(Butir-butir dalam set data)
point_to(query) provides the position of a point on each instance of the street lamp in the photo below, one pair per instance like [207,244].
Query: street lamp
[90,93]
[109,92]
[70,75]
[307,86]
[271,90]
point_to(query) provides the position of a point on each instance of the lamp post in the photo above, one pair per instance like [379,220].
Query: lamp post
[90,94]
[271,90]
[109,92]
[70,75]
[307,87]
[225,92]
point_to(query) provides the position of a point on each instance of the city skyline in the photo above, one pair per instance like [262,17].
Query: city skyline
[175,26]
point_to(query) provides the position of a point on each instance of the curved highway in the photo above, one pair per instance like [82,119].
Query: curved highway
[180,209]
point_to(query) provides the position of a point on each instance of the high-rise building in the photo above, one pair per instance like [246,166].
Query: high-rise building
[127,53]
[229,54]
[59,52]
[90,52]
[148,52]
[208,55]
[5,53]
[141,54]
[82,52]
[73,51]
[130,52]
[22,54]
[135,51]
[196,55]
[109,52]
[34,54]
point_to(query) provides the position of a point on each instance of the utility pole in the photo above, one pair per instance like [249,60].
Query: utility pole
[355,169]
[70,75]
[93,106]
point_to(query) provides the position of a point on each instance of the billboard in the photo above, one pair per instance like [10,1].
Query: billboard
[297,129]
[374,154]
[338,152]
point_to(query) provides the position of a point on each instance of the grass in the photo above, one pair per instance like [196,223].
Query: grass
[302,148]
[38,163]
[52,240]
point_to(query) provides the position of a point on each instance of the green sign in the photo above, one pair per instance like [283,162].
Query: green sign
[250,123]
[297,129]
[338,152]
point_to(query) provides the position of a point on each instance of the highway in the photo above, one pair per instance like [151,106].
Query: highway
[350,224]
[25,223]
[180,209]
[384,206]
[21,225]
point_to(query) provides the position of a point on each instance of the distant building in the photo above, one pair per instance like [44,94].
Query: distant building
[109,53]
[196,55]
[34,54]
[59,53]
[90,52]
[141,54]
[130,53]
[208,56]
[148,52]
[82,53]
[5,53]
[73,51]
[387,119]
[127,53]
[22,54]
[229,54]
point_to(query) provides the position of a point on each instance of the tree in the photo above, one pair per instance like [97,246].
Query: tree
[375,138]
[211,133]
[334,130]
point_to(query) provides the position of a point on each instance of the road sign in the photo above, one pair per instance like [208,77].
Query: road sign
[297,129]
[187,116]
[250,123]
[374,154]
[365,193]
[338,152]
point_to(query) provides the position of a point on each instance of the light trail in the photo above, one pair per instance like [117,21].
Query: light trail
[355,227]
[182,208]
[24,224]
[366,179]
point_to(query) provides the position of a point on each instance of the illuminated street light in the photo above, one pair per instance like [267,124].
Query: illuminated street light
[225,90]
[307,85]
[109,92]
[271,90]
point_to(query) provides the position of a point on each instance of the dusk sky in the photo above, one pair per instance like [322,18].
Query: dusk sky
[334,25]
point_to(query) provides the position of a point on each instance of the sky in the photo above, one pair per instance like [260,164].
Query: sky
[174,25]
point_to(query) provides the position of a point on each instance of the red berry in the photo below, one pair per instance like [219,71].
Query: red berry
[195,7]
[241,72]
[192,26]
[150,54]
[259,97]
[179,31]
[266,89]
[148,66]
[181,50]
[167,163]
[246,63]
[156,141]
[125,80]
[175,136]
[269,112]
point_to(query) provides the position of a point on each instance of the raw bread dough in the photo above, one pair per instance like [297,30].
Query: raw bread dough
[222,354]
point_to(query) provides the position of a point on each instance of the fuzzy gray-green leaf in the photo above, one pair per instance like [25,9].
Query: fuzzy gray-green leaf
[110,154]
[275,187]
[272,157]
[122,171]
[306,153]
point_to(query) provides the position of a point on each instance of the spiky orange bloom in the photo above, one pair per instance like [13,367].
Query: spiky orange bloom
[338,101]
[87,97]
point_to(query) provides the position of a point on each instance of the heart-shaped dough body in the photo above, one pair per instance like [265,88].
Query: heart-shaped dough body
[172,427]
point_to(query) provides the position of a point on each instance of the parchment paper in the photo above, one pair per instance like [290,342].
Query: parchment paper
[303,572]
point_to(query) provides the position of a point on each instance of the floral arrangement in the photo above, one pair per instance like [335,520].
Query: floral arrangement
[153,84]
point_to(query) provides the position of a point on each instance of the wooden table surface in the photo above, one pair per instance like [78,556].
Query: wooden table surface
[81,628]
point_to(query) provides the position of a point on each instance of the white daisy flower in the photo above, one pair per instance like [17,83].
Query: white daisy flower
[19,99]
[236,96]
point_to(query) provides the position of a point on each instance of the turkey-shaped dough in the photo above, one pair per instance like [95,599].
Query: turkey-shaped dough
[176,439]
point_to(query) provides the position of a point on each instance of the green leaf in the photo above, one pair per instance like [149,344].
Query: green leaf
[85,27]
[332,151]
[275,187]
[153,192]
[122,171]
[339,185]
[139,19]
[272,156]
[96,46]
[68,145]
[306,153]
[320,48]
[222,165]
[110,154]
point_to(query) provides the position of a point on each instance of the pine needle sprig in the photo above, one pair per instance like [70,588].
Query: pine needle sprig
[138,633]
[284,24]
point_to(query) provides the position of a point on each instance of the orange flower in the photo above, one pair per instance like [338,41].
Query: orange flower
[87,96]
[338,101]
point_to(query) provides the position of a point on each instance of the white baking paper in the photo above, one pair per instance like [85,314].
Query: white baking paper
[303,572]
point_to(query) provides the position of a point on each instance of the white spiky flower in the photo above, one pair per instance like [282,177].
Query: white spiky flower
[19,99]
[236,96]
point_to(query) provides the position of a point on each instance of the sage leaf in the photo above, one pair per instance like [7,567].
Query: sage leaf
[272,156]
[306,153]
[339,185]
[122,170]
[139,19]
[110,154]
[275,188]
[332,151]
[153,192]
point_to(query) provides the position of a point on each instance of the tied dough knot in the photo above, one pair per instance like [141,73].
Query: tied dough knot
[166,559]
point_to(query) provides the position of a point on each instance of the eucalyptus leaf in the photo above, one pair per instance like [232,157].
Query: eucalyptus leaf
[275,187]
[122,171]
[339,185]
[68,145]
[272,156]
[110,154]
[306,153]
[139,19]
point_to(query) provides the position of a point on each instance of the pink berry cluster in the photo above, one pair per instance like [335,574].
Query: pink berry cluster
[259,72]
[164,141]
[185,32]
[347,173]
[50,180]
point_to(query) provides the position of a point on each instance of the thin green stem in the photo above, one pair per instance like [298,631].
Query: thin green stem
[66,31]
...
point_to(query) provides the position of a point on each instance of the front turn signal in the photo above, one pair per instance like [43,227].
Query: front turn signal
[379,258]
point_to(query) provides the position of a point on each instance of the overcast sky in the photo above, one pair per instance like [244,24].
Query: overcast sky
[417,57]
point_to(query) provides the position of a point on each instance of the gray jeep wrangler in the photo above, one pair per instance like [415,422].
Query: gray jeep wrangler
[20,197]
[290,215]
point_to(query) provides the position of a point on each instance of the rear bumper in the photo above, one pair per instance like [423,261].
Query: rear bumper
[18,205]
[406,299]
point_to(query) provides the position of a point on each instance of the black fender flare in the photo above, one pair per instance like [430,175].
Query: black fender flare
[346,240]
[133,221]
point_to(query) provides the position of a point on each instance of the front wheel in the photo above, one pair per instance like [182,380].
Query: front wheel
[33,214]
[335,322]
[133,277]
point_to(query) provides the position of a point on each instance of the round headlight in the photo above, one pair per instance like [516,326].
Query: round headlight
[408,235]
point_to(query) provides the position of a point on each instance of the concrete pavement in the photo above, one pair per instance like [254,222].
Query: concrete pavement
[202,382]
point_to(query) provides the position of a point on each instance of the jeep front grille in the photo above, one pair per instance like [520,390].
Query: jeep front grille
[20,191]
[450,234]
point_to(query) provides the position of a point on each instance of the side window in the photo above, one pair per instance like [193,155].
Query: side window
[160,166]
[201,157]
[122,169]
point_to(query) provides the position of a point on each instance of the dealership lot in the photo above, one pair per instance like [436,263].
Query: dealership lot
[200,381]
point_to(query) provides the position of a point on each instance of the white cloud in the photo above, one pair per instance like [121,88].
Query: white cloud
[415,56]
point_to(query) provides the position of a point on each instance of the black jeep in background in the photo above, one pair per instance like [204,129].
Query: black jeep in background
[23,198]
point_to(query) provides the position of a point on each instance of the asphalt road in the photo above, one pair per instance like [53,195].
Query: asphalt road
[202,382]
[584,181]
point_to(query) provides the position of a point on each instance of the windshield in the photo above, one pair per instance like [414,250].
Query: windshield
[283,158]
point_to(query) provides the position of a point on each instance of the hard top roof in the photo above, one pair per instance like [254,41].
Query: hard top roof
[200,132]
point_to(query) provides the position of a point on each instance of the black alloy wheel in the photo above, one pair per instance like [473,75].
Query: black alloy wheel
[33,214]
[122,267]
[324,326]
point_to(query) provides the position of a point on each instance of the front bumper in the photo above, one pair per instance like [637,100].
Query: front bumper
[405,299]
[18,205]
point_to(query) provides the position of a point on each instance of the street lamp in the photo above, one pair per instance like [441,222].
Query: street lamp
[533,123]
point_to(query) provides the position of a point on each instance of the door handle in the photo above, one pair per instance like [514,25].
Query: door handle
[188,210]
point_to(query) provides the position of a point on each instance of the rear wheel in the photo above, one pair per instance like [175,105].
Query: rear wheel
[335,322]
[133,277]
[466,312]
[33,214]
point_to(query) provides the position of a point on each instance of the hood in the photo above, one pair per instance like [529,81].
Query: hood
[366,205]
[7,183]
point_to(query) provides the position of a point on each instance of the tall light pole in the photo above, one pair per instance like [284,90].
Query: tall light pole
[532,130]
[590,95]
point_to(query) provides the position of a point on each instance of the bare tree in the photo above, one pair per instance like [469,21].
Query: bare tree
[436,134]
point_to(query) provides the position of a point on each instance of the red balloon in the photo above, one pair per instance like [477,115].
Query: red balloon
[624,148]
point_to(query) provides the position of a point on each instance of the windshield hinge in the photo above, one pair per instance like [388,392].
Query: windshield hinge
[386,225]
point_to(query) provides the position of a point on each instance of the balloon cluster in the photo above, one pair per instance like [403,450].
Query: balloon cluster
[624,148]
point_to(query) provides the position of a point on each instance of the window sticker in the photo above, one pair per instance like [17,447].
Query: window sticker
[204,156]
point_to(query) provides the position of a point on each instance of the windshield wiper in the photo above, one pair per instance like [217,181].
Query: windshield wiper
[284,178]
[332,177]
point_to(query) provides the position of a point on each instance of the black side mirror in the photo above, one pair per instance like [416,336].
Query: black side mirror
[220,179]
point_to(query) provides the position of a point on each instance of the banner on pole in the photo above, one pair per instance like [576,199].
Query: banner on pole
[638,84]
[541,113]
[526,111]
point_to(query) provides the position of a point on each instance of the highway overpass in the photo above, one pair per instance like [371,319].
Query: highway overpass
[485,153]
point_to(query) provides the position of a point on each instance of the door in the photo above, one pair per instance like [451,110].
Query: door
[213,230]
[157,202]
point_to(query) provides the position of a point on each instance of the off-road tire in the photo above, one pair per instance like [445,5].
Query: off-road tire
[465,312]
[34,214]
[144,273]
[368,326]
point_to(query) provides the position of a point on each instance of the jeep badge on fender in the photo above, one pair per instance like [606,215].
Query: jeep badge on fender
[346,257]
* * *
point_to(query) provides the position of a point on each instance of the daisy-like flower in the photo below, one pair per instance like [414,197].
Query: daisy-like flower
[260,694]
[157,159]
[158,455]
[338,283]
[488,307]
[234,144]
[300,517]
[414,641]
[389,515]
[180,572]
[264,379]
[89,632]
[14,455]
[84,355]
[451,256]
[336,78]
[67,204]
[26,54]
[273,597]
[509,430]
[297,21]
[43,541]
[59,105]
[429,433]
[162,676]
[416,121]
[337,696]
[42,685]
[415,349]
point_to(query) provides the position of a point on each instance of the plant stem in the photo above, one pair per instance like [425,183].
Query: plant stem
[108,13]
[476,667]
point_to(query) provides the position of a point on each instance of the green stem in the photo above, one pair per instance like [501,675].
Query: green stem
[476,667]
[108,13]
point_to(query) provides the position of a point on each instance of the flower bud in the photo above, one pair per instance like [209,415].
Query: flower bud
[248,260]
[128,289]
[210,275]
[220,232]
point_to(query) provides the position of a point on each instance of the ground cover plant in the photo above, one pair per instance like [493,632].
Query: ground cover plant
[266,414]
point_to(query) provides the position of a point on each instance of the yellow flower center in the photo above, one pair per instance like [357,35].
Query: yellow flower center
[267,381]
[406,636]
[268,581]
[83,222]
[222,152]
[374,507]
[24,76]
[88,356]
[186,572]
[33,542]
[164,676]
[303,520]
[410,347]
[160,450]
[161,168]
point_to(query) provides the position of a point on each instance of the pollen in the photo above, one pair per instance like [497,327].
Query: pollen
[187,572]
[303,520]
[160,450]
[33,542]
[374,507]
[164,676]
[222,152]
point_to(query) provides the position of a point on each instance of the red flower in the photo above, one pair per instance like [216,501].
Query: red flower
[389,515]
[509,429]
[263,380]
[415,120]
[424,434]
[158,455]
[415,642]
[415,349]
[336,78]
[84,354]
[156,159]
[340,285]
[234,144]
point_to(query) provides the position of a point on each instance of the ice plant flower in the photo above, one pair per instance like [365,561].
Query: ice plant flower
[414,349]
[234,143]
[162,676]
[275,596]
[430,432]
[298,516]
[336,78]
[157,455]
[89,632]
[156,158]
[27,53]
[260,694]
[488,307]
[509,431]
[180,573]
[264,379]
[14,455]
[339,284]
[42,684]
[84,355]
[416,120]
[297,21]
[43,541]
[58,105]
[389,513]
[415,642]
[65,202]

Ketentuan Tugas:
Kumpulkan semua baris catatan di atas yang memuat kata "window", lalu salin masing-masing tanpa diubah.

Hasil Tugas:
point_to(query) provides the position of a point on each instance of the side window in the photo above, one pair per instance like [193,155].
Query: side window
point_to(query) provides the position of a point on each instance of the window sticker in the photo above, one pair per instance like [17,447].
Query: window sticker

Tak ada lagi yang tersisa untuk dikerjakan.